Please report how many lines in the data underneath hold the word "photograph", with no other text.

*DATA SHOWN*.
/---

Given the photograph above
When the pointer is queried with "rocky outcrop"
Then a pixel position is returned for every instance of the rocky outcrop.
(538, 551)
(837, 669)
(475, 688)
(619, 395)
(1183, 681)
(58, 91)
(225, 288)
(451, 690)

\---
/---

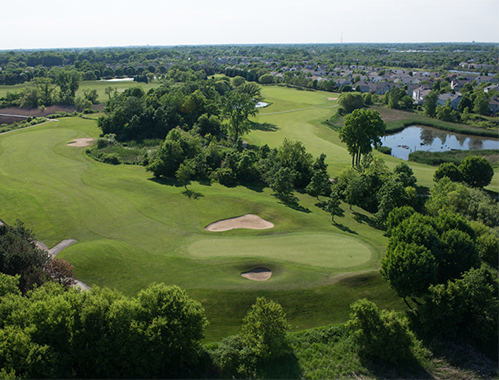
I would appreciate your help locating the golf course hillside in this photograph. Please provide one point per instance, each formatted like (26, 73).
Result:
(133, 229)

\---

*COMPLETED EXERCISE*. 2